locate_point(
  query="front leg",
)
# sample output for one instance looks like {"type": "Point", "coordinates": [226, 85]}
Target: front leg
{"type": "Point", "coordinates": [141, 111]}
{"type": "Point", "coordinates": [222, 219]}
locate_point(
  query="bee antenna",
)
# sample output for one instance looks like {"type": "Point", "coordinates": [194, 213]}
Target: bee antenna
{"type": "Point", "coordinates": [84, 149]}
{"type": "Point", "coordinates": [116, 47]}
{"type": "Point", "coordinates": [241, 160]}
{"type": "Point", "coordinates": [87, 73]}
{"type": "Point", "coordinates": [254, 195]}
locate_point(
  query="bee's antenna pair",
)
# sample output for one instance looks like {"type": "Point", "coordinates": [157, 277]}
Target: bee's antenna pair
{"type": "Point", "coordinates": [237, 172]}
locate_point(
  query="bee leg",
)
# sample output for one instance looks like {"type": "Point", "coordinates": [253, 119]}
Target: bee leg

========================================

▶ PROBLEM STATEMENT
Reproduce all of the entries above with "Target" renamed to "Object" wherever it occurs, leaving everything else unchanged.

▶ WORKED SOLUTION
locate_point(
  query="front leg",
)
# sample output for one instance looks like {"type": "Point", "coordinates": [226, 85]}
Object: front leg
{"type": "Point", "coordinates": [141, 111]}
{"type": "Point", "coordinates": [222, 219]}
locate_point(
  query="bee antenna",
)
# sample output for one instance looks like {"type": "Point", "coordinates": [194, 213]}
Object: bee antenna
{"type": "Point", "coordinates": [84, 149]}
{"type": "Point", "coordinates": [116, 47]}
{"type": "Point", "coordinates": [241, 160]}
{"type": "Point", "coordinates": [87, 73]}
{"type": "Point", "coordinates": [254, 195]}
locate_point(
  query="bee's antenna pair",
)
# sample output for one instance looks like {"type": "Point", "coordinates": [157, 277]}
Object: bee's antenna pair
{"type": "Point", "coordinates": [237, 172]}
locate_point(
  query="bee leg",
)
# sample output for one instance looks like {"type": "Point", "coordinates": [253, 119]}
Object: bee leg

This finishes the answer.